Source records:
● ● ● ●

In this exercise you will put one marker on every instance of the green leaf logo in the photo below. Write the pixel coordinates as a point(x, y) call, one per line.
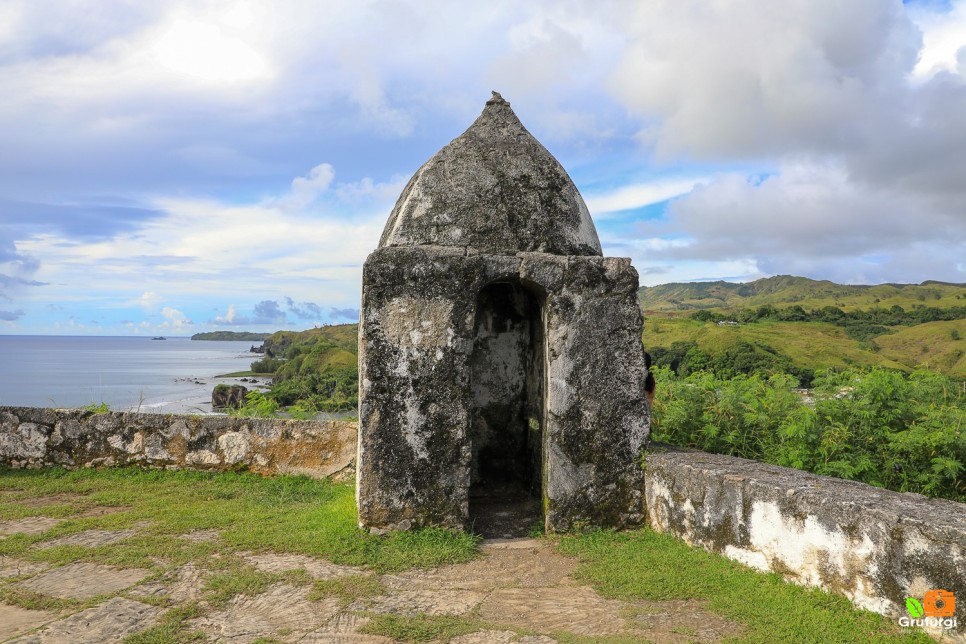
point(914, 607)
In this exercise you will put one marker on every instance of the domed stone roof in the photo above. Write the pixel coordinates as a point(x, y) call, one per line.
point(494, 188)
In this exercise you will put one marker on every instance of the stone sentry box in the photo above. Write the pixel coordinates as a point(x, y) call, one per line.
point(500, 353)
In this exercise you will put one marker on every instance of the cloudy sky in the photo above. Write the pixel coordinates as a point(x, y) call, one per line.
point(175, 167)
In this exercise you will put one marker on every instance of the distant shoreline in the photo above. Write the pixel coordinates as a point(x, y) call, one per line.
point(230, 336)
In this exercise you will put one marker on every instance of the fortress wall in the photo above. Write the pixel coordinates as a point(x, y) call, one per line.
point(875, 546)
point(34, 438)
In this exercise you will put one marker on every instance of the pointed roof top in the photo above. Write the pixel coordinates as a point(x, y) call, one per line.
point(494, 188)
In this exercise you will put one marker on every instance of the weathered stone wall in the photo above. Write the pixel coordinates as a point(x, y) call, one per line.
point(416, 343)
point(31, 437)
point(874, 546)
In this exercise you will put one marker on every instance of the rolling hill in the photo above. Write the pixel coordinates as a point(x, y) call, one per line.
point(809, 324)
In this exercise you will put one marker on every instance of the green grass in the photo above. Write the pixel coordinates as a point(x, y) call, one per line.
point(650, 566)
point(348, 589)
point(422, 628)
point(284, 514)
point(300, 515)
point(172, 628)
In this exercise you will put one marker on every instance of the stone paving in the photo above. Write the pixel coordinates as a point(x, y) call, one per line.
point(521, 590)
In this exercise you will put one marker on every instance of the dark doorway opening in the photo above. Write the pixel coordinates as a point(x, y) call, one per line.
point(507, 412)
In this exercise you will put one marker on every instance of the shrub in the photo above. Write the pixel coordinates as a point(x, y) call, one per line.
point(882, 427)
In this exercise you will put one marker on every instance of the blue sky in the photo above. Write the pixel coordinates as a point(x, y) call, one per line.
point(176, 167)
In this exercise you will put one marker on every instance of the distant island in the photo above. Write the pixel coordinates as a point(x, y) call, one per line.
point(231, 336)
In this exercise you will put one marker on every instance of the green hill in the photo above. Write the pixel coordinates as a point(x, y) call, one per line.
point(231, 336)
point(801, 325)
point(316, 369)
point(787, 290)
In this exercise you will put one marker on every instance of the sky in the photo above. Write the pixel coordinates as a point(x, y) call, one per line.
point(169, 167)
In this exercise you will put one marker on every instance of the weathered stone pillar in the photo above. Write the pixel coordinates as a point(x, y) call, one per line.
point(494, 218)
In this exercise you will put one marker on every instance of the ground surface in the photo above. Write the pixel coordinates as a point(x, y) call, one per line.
point(149, 557)
point(520, 590)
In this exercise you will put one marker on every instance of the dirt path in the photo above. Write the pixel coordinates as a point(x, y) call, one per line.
point(520, 590)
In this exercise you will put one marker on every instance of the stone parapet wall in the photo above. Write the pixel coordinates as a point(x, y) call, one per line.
point(33, 438)
point(875, 546)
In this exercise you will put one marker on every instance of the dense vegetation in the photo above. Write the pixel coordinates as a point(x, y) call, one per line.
point(232, 336)
point(314, 370)
point(905, 432)
point(858, 324)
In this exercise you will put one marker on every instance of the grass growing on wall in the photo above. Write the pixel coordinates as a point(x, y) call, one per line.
point(644, 565)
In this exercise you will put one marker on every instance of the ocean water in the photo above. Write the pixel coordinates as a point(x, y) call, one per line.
point(127, 373)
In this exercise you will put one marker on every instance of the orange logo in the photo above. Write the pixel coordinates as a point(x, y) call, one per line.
point(939, 603)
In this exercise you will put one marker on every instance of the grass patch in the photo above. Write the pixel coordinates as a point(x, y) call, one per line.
point(422, 628)
point(283, 514)
point(172, 628)
point(36, 601)
point(347, 589)
point(243, 580)
point(647, 565)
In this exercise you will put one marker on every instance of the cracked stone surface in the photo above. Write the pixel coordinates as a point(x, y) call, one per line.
point(83, 580)
point(521, 562)
point(28, 525)
point(318, 568)
point(577, 610)
point(486, 637)
point(183, 585)
point(10, 567)
point(110, 622)
point(428, 602)
point(15, 620)
point(89, 538)
point(520, 584)
point(283, 612)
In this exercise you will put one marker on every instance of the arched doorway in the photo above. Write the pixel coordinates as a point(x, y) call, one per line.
point(507, 411)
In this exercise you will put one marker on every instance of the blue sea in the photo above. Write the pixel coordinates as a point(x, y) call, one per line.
point(127, 373)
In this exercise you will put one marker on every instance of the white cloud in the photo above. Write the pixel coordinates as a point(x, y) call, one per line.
point(175, 319)
point(638, 195)
point(943, 39)
point(306, 189)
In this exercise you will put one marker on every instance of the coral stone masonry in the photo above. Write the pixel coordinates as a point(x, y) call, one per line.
point(500, 354)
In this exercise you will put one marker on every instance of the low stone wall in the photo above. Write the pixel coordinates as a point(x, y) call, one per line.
point(874, 546)
point(31, 437)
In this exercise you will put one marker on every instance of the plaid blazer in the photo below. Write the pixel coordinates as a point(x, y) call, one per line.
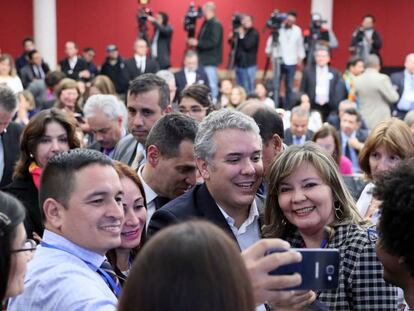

● ● ● ●

Set exercise:
Write out all the lines of the records above as a numbered list, skipping any blank lines. Leave the pictures out.

Output for this task:
1. In this exercise you will put one marker on every instance of the green leaf logo in the photo below. Write the pixel coordinates as a point(x, y) call, one per line.
2. point(914, 607)
3. In this exercise you will put one marker on every instance of the domed stone roof in the photo above. Write the pixel coordinates as a point(x, y) call, one per line.
4. point(494, 188)
5. In this exercise you will put one marker on every instance of the stone sentry box in the photo above. Write the pixel coordinates as a point(x, y) call, one per line.
6. point(500, 353)
7. In this exercise you will put one marker on every instance of the cloudy sky in the photo above. Write the pixel coordinates as a point(x, y) call, one per line.
8. point(175, 167)
9. In this exercise you will put one marker on every instance of the distant shoreline in the photo above. Write the pixel coordinates as a point(x, y) call, one per line.
10. point(230, 336)
11. In this exercise you will put one marker on every instance of the fortress wall in the photo above. Write the pixel coordinates as a point(x, y) call, one per line.
12. point(875, 546)
13. point(34, 438)
14. In this exercise you will put one marker on every instance of the pointed roof top in the photo above. Write the pixel coordinates as a point(x, y) call, one per line.
15. point(494, 188)
16. In this exercise you will put one marker on every instance of the weathered stone wall in the photo above. Write the pixel coordinates as a point(x, y) call, one per line.
17. point(416, 343)
18. point(31, 437)
19. point(874, 546)
20. In this exercise you will put one marker on every instance of the rolling hill in the photo above. Write the pixel coordinates as a point(x, y) call, one per line.
21. point(809, 324)
22. In this exercise you will put one marker on every instance of the green grass in the photo above. Write the pixel coordinates as a point(x, y) call, one per line.
23. point(650, 566)
24. point(348, 589)
25. point(422, 628)
26. point(284, 514)
27. point(300, 515)
28. point(172, 628)
29. In this exercise you will put one marker on every instance of the stone paving in the photo above. Write the pixel coordinates as a point(x, y) call, one per line.
30. point(521, 590)
31. In this exercise you will put one marker on every instance of the dark doorway opening in the photo above. Write the pixel coordinates as a point(x, y) call, one per line.
32. point(507, 412)
33. In this exercise you will put one marker on every instance of the shrub in the photo above. Write the pixel coordinates as a point(x, y) call, one per line.
34. point(882, 427)
35. In this exercise you will put one marker on every instance of the blue sky in the photo above. Write the pixel coordinates as a point(x, y) call, one per line.
36. point(176, 167)
37. In this exercise you will put one marker on every instance of the distant island in the photo above. Write the pixel coordinates as a point(x, y) call, one per line.
38. point(231, 336)
39. In this exercise you will put one marker on every instance of the green hill in the photo above. Write the pixel coordinates as a point(x, y) call, one per line.
40. point(231, 336)
41. point(801, 325)
42. point(316, 369)
43. point(787, 290)
44. In this exercise you will put one marker on every instance of the sky in the photo above. Write the pixel coordinates as a point(x, y) call, one per line.
45. point(169, 167)
46. In this exercise you will put one marker on every instance of the weathered stone pillar in the photo above. Write the pixel coordinates as a point(x, y) call, one per line.
47. point(494, 218)
48. In this exercise you will put one marker on every instance of the ground surface in the photo above. Write the pixel coordinates as a point(x, y) call, one per line.
49. point(149, 557)
50. point(520, 590)
51. In this exercise you will put one marker on every instance of the dirt path in the photo above. Write the pixel coordinates as a point(x, y) call, one per line.
52. point(520, 590)
53. In this exercise you will put one marker on every instance of the stone parapet wall in the photo above. Write the pixel coordinates as a point(x, y) call, one per line.
54. point(33, 438)
55. point(875, 546)
56. In this exercise you will put one marker on every instance of the dense vegetation in the photo above. Write the pixel coordinates as a point(x, y) call, one per line.
57. point(232, 336)
58. point(314, 370)
59. point(905, 432)
60. point(858, 324)
61. In this exercise you will put one marker on every instance of the grass growing on wall in the photo above. Write the pixel coordinates as a point(x, y) call, one per line.
62. point(644, 565)
63. In this exercise you will put one marker on every instance of the ocean water in the photo above. Write the pixel coordinates as a point(x, y) call, one per line.
64. point(127, 373)
65. In this exercise you will put one marker on every instance of the orange logo in the photo above. Write the pixel coordinates as a point(x, y) call, one per line.
66. point(939, 603)
67. In this exercise you will put one marker on every instance of the grass patch in the photo above. Write the pixel coordinates as a point(x, y) call, one per line.
68. point(422, 628)
69. point(283, 514)
70. point(172, 628)
71. point(36, 601)
72. point(347, 589)
73. point(243, 580)
74. point(647, 565)
75. In this exercise you will put one marker on every instance of the cracked stone surface in the photo above. Write the pixel coordinates as a point(x, y) call, one per line.
76. point(83, 580)
77. point(521, 562)
78. point(28, 525)
79. point(318, 568)
80. point(577, 610)
81. point(486, 637)
82. point(183, 585)
83. point(10, 567)
84. point(110, 622)
85. point(428, 602)
86. point(15, 620)
87. point(89, 538)
88. point(520, 584)
89. point(283, 612)
90. In this exercise you will put one marker on every instance of the arched doorway in the photo above. Write the pixel coordinates as a point(x, y) call, one per line.
91. point(507, 411)
92. In this exercise you will put one marker on every instance of the blue sea in the photo above. Write the pixel coordinates as a point(x, y) call, one per line.
93. point(127, 373)
94. In this exercise you will put one marker on every instance of the white cloud in the photo above. Write the pixel coordinates as a point(x, y) call, one per line.
95. point(175, 319)
96. point(638, 195)
97. point(943, 39)
98. point(306, 189)
99. In this exercise you will put one marker on every instance of the coral stone masonry in the photo above. Write the pixel coordinates as a point(x, y) call, one per line.
100. point(500, 354)
101. In this exercise you will put one marker on every instance of the low stone wall in the photo above. Write the pixel coordinates as a point(x, y) call, one per line.
102. point(874, 546)
103. point(31, 437)
104. In this exercise you will put one marker on every instance of the plaid blazer in the photo below. Write the pixel coordinates as a point(x, y) call, one per line.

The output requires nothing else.